#### RECORDS SHOWN ####
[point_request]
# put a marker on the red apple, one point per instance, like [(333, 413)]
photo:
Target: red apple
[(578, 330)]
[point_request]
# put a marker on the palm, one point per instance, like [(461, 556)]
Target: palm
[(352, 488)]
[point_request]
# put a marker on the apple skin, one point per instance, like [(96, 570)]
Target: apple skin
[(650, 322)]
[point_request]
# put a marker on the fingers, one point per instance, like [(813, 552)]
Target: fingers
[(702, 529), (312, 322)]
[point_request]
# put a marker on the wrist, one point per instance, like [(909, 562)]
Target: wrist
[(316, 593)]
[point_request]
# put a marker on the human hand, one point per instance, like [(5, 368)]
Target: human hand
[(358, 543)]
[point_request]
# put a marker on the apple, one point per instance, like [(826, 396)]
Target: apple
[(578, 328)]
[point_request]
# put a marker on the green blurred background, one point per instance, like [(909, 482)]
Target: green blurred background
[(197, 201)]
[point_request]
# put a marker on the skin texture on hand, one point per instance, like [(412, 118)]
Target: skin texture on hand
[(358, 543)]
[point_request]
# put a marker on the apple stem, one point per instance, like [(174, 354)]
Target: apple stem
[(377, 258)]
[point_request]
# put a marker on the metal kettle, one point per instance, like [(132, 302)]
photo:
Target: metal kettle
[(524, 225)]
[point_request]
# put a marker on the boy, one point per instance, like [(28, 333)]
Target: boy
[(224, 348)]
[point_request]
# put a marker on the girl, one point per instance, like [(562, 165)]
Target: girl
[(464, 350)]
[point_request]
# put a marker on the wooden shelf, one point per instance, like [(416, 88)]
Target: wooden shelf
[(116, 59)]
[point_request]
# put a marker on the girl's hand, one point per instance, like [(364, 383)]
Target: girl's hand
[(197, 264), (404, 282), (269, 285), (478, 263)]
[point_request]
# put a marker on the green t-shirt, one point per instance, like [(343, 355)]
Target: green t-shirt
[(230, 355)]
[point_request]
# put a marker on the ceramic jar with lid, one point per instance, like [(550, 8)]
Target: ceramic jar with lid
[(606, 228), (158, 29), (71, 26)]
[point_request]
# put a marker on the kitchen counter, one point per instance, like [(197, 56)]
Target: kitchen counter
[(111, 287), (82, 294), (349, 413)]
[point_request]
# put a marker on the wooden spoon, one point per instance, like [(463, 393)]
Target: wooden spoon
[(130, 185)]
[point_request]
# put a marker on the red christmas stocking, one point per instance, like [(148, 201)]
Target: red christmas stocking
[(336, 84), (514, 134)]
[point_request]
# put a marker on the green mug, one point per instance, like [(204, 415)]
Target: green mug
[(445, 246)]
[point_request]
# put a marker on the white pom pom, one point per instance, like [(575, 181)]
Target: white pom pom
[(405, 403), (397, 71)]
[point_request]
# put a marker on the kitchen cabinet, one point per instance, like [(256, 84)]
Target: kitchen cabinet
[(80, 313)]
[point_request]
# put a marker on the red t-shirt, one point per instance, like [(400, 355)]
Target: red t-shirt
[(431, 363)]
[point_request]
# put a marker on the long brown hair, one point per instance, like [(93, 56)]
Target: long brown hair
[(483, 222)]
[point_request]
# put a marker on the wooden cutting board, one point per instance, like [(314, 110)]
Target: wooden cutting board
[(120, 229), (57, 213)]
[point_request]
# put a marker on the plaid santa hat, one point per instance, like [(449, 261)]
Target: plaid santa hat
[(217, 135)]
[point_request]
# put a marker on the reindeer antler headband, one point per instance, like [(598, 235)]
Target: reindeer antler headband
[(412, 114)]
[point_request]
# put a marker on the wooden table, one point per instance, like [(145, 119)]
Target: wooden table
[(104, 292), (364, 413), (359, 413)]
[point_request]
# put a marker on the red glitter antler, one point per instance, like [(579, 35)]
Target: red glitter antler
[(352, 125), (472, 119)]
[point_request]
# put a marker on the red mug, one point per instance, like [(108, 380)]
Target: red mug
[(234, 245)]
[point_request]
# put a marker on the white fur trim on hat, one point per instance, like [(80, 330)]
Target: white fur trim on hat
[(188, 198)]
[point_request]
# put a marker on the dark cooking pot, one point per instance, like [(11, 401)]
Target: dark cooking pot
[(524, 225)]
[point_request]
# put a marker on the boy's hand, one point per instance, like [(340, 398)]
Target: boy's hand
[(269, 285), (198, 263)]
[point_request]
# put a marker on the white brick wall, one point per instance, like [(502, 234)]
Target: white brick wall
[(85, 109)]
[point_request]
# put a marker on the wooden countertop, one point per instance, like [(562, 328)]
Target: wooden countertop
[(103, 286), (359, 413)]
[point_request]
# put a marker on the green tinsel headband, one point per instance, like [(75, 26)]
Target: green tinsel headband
####
WHAT YOU WILL DO: Your response must contain all of the records, copied exactly.

RESPONSE:
[point_request]
# put a marker on the red apple, one point per instance, like [(333, 413)]
photo:
Target: red apple
[(578, 330)]
[point_request]
# put a marker on the palm, one point per instance, like [(461, 556)]
Target: palm
[(352, 488)]
[point_request]
# put a marker on the apple skin, one point per instance, like [(96, 570)]
Target: apple skin
[(650, 322)]
[point_request]
# put a marker on the fingers, one point per instance, like [(813, 552)]
Target: fingers
[(702, 529), (312, 322)]
[point_request]
# put a marker on the wrist, one point per instance, like [(909, 562)]
Target: wrist
[(316, 593)]
[point_request]
# put a marker on the human hand, one point per instance, like [(5, 368)]
Target: human hand
[(358, 543)]
[point_request]
# put a marker on the apple, one point per instance, like [(826, 396)]
Target: apple
[(578, 328)]
[point_request]
# put a marker on the green blurred background, one point per instance, like [(909, 482)]
Target: green blurred background
[(197, 201)]
[point_request]
# put a marker on the skin texture on hand, one point per instance, like [(412, 118)]
Target: skin texture on hand
[(358, 543)]
[point_request]
# put a marker on the apple stem, one point per instance, like [(174, 354)]
Target: apple stem
[(377, 258)]
[point_request]
# put a marker on the metal kettle, one point per instance, like [(132, 302)]
photo:
Target: metal kettle
[(524, 225)]
[point_request]
# put a marker on the boy, one point per instance, like [(28, 333)]
Target: boy
[(224, 348)]
[point_request]
# put a marker on the girl, one point per instance, like [(562, 165)]
Target: girl
[(464, 350)]
[point_request]
# put a marker on the wooden shelf, one point per instance, like [(416, 88)]
Target: wooden shelf
[(116, 59)]
[point_request]
# put a marker on the girl's hand, one point per instance, like [(364, 383)]
Target: girl's hand
[(197, 264), (404, 282), (269, 285), (478, 263)]
[point_request]
# put a marker on the green t-shirt, one point per instance, like [(343, 355)]
Target: green t-shirt
[(230, 355)]
[point_request]
# put a marker on the ceramic jar with lid, one point per instance, like [(550, 8)]
Target: ceramic jar with lid
[(606, 228), (158, 29), (71, 26)]
[point_request]
# put a marker on the kitchen counter, one point per instance, like [(197, 56)]
Target: kitchen counter
[(111, 287), (82, 294), (349, 413)]
[point_request]
# put a marker on the wooden spoon, one point per instance, like [(463, 393)]
Target: wooden spoon
[(130, 185)]
[point_request]
# put a marker on the red christmas stocking, one point per instance, like [(148, 201)]
Target: red christmas stocking
[(336, 84), (514, 134)]
[point_request]
# put a marker on the green mug, one point per instance, like [(204, 415)]
Target: green mug
[(445, 246)]
[point_request]
# put a marker on the white pom pom, one point per instance, like [(575, 181)]
Target: white pom pom
[(405, 403), (397, 71)]
[point_request]
# put a marker on the kitchen cabinet, one point per instance, like [(256, 84)]
Target: kitchen cabinet
[(80, 313)]
[point_request]
# put a marker on the red t-shirt, one point per instance, like [(400, 355)]
Target: red t-shirt
[(431, 363)]
[point_request]
# put a marker on the long brown hair, one point per instance, like [(93, 56)]
Target: long brown hair
[(483, 222)]
[point_request]
# put a marker on the wooden cutting board, one point per instance, like [(314, 110)]
Target: wooden cutting board
[(120, 229), (57, 213)]
[point_request]
# put a marker on the plaid santa hat, one point per instance, like [(449, 261)]
Target: plaid santa hat
[(217, 135)]
[point_request]
# put a marker on the reindeer antler headband, one point per instance, like [(598, 235)]
Target: reindeer antler headband
[(412, 114)]
[point_request]
# put a marker on the wooden table, one point per instance, like [(145, 119)]
Target: wooden table
[(104, 292), (364, 413), (359, 413)]
[point_request]
# put a marker on the red glitter antler, one point per instance, like [(579, 35)]
Target: red glitter antler
[(352, 125), (472, 119)]
[point_request]
# put a marker on the red mug, one point per instance, like [(108, 380)]
Target: red mug
[(234, 245)]
[point_request]
# put a marker on the white fur trim on hat, one point per instance, like [(80, 330)]
Target: white fur trim on hat
[(188, 198)]
[point_request]
# put a marker on the dark cooking pot, one point per instance, like [(11, 401)]
Target: dark cooking pot
[(524, 225)]
[point_request]
# put a marker on the boy's hand, one point per instance, like [(340, 398)]
Target: boy's hand
[(269, 285), (198, 263)]
[point_request]
# put a marker on the white brick wall, one point per instance, like [(502, 234)]
Target: white brick wall
[(85, 109)]
[point_request]
# put a marker on the wooden countertop, one point per instance, like [(562, 328)]
Target: wooden countertop
[(103, 286), (359, 413)]
[point_request]
# put a marker on the green tinsel headband, one point per instance, like [(75, 26)]
Target: green tinsel headband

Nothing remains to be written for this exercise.